Work to be completed:
Return the records below in full. Keep every word exact and skip the images.

Working data:
+===+
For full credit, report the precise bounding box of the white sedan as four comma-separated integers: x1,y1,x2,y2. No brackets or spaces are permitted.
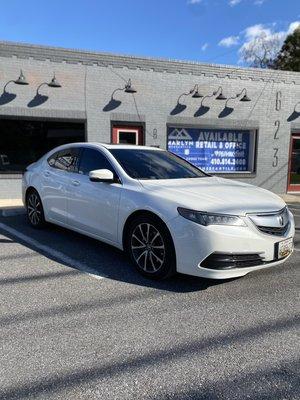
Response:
22,143,295,280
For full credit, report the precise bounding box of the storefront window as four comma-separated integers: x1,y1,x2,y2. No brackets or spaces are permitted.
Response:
0,119,85,173
167,126,256,173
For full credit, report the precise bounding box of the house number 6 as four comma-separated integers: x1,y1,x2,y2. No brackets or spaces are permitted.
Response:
275,91,282,111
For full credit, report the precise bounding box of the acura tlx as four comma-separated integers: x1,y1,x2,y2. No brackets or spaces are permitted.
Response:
22,143,295,280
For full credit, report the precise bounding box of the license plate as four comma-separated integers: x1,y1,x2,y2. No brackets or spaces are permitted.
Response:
275,238,294,259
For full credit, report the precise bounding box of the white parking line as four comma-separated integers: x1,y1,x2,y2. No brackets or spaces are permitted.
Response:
0,222,106,281
294,248,300,252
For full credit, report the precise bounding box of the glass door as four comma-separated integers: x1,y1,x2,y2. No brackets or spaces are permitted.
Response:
288,135,300,192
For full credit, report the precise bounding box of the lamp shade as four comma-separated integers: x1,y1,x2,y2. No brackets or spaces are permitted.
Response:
192,89,203,98
216,92,227,100
14,70,29,85
124,79,137,93
240,93,251,102
48,75,61,88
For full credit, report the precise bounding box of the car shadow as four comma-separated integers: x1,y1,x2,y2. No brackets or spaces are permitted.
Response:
0,214,235,293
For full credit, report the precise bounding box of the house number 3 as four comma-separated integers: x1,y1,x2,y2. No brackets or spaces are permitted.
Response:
273,148,279,167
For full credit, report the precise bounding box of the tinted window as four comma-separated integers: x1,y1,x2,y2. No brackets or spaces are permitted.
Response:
47,151,58,168
48,148,80,172
109,149,207,180
79,148,114,175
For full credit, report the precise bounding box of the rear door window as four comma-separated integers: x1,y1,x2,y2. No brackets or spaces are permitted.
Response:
48,148,81,172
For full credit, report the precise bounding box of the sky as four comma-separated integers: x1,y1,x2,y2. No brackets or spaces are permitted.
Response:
0,0,299,67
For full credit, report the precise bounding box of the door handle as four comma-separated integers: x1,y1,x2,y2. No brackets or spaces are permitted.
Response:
71,180,80,187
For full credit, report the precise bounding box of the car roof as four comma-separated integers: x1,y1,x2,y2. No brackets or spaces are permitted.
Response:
92,143,162,151
58,142,163,151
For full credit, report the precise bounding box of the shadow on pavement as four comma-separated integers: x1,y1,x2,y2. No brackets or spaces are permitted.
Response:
0,214,233,293
0,314,298,399
147,358,300,400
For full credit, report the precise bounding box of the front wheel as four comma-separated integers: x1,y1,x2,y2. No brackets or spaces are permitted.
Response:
126,215,176,280
26,189,46,228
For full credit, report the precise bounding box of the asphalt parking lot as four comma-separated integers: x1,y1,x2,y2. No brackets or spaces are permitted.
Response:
0,206,299,400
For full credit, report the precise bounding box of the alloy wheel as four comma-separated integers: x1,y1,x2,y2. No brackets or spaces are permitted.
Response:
131,223,166,273
27,192,42,226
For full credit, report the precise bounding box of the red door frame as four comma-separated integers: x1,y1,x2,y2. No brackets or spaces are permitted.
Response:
111,125,144,145
287,134,300,192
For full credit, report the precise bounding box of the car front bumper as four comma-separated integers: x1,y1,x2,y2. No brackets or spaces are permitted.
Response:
168,211,295,279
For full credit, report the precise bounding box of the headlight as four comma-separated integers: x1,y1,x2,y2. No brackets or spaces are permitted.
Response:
177,207,246,227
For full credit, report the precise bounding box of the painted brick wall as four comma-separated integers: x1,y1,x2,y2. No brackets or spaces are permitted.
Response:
0,41,299,198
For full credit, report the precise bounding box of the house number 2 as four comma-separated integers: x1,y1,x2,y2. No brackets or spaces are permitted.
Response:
273,121,280,167
274,120,280,140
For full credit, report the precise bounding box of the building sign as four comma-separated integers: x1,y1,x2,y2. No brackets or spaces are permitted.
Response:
167,127,254,173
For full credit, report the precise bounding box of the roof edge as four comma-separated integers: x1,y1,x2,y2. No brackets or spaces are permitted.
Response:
0,40,299,83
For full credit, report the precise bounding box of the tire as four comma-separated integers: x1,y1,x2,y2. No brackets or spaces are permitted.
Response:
26,189,46,228
126,214,176,280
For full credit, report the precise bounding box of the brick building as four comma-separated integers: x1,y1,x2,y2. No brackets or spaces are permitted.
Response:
0,41,299,198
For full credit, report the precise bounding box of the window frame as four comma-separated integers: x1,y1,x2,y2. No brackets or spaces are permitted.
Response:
77,147,122,184
47,147,81,173
109,148,209,180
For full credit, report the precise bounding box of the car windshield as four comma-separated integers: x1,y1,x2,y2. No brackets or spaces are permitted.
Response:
109,148,208,180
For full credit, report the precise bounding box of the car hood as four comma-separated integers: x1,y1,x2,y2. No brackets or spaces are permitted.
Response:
139,176,286,215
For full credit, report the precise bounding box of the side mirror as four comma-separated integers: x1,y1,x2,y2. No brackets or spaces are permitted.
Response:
89,169,114,183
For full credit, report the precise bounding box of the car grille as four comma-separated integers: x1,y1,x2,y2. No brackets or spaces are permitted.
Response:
256,224,289,236
248,207,290,237
201,253,265,270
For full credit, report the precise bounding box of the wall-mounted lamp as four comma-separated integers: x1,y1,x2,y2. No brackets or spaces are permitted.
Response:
225,88,251,108
110,79,137,99
27,74,61,108
124,79,137,93
213,86,227,100
191,84,203,98
193,87,226,117
37,74,62,92
3,70,29,91
48,74,62,88
0,70,29,106
197,86,225,107
103,79,137,112
14,70,29,85
177,84,203,104
240,93,251,102
199,87,227,107
170,85,203,115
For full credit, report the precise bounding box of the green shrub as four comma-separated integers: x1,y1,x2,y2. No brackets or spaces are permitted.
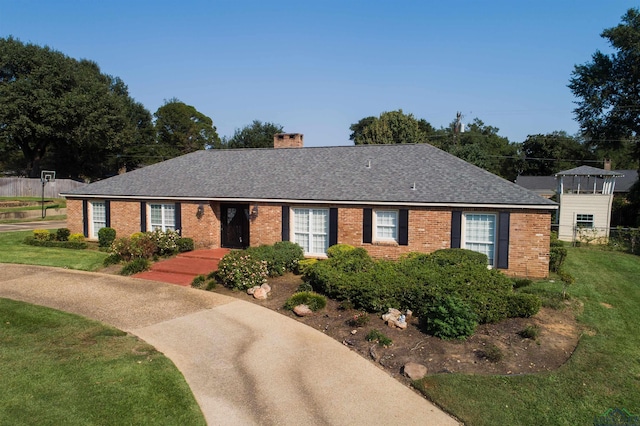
+===+
Exercise output:
For full credit, report the precise bounding box of the white sedan as four comma-separated integers: x1,y1,x2,y2. No brackets or spaces are permitted.
Response:
22,143,295,280
For full credit, report the precise bounding box of the storefront window as four comma-separated integers: x1,y1,x2,y2. No brackets or spaces are permitted.
Response:
0,119,85,173
167,126,256,173
For full credit, report the precise bounding box of the house number 6 as four comma-separated integers: x1,y1,x2,y2. No brackets or spaces are permitted.
Response:
275,91,282,111
For full credit, report the precise bounding box of the acura tlx as four comma-separated integers: x1,y1,x2,y2. No brackets or spaces are permitted.
Response:
22,143,295,280
For full credit, report the precise bounding box of the license plate as four comma-separated integers: x1,y1,x2,y2. No brackets or spaces are permitted.
Response:
275,238,294,259
For full credit, report the precise bounding box of the white parking line as four comma-separated integers: x1,y1,x2,y2. No brackets or spaces are permitted.
Response:
0,222,106,281
294,248,300,252
For full credit, report the precise bounding box of the glass door as four comma-separated integers: x1,y1,x2,y2. No brackets or spaces are permitted.
Response:
288,135,300,192
For full credit, report the precise bounding box of the lamp shade as four comma-separated integers: x1,y1,x2,y2. No brackets or spaces are permitted.
Response:
192,89,203,98
216,92,227,100
14,70,29,85
124,79,137,93
240,93,251,102
48,75,61,88
For full credit, report the precise bounding box of the car shadow as four comma-separated integers: x1,y1,x2,y2. No brackets or spaces are permitted.
Response:
0,214,235,293
For full credit, report the precise bounding box of the house number 3 as four comma-separated integers: x1,y1,x2,y2. No brackets or spaces are permitted.
Response:
273,148,279,167
For full credit, report the precise bounding box of the tinted window as four comma-separated integers: x1,y1,x2,y2. No brackets or spaces are permitted.
Response:
47,151,58,168
48,148,80,172
109,149,207,180
79,148,114,175
For full credit, report the precise bounding box of the rear door window as four comma-separated integers: x1,y1,x2,y2. No brackets or spaces are permitted.
Response:
48,148,81,172
For full credit, report the precise bounding box of the sky as four comma-separated integers: x1,y1,x2,y2. No brackets or spaces are permitted.
Response:
0,0,299,67
For full credit, report the precise bounding box of the door handle as four comma-separated integers: x1,y1,x2,y2. No brackets or spaces are permitted.
Response:
71,180,80,187
For full credit, report the precise bounding box of the car roof as four comma-separated integers: x1,y1,x2,y2. No brackets or spaces are permitted.
Response:
92,143,162,151
58,142,163,151
For full credit, report the precise bounding box of the shadow on pavement as four comma-separated integers: x1,y1,x2,y2. No brackets or spaces are permitted.
Response:
0,214,233,293
0,314,298,399
147,358,300,400
For full credit, report the precise bounding box of the front wheel as four comma-separated integers: x1,y1,x2,y2. No brackets or spaces are permitted.
Response:
126,215,176,280
26,189,46,228
For full credit, report the precise bounding box of the asphalt parking lot as four comma-separated integers: x1,y1,x2,y2. No brackets or spaces are permitted.
Response:
0,206,299,400
For full credit, report the precise bounding box of the alloy wheel as four comma-separated integers: x1,y1,x2,y2. No brackets or spaces are permitted.
Response:
131,223,166,273
27,192,42,226
For full credit, report the precise bounding box of the red door frame as four comma-separated integers: x1,y1,x2,y2. No brackets or spaces are permitted.
Response:
111,125,144,145
287,134,300,192
For full credit, report the precise bounding box of the car front bumper as four comma-separated integers: x1,y1,x2,y2. No brackets or spaces are permitted.
Response:
168,211,295,279
For full credit, report the precise bounding box of the headlight as four comma-separated integers: x1,y1,x2,y2. No brackets or spaces are permitted.
Response:
177,207,246,227
For full credit, report the precise bounding box of the painted brick wall as four comma-separated integers: x1,y1,x2,y2. No brackets or spaces are permitted.
Response:
0,41,299,198
For full credit, report the precise bounding box of the house number 2 as four comma-separated integers: x1,y1,x2,y2. No brackets or spaces are permitted.
Response:
273,121,280,167
274,120,280,140
For full credit, report the precise bounding box of the building sign as four comma-separated integers: x1,y1,x2,y2. No brackets or spaces are permitted.
Response:
167,127,254,173
For full credit, report the precise bounding box of the roof edge as four comma-separated integers: x1,y1,x2,y2. No brackets or spaces are permitted.
Response:
0,40,299,83
For full credit, report the precise bounding box of the tire as four comma-separated integers: x1,y1,x2,y2. No brackets or spaces are permitted.
Response:
26,189,46,228
126,214,176,280
For full credit, report the precise bounding box of the brick building as four comma-separated integers: x1,y1,x2,y2. No brackets or spaces are permitted.
Response:
0,41,299,198
For full credit, report the precise bounding box of the window frame as four comma-separated integers: x1,y1,x2,y2. No brackets or spaces are permitted.
Response:
77,147,122,184
47,147,81,173
109,148,209,180
For full credit, report the precise bounding box of the car windshield as four comma-separated integers: x1,y1,x2,y2. No brackets or spaces are permitted.
Response:
109,148,208,180
For full credit, report the precise bounding box of the car hood as four comma-separated integers: x1,y1,x2,y2. No brackets or spaces are permitted.
Response:
139,176,286,215
For full credit, report the precise bounding box of the side mirror as four comma-separated integers: x1,y1,x2,y2. No brackets or spaces are permitted.
Response:
89,169,114,183
For full credit, report the precise bounding box of the car grille as four comma-separated integers: x1,y1,x2,y2. No brackets or spaces are permitted.
Response:
256,224,289,236
248,207,290,237
201,253,265,270
For full credit, report the precise bounding box of the wall-mounted lamp as four comma-separated integers: x1,y1,x2,y2. No brackets or spaces are permitted.
Response:
225,88,251,108
110,79,137,99
27,74,61,108
124,79,137,93
213,86,227,100
191,84,203,98
193,87,226,117
37,74,62,92
3,70,29,91
48,74,62,88
0,70,29,106
197,86,225,107
103,79,137,112
14,70,29,85
177,84,203,104
240,93,251,102
199,87,227,107
170,85,203,115
For full credit, report the precise bounding box of the green shrub as four comma-separated integers: x1,y1,x2,y2. No brackets or spaces are permitted.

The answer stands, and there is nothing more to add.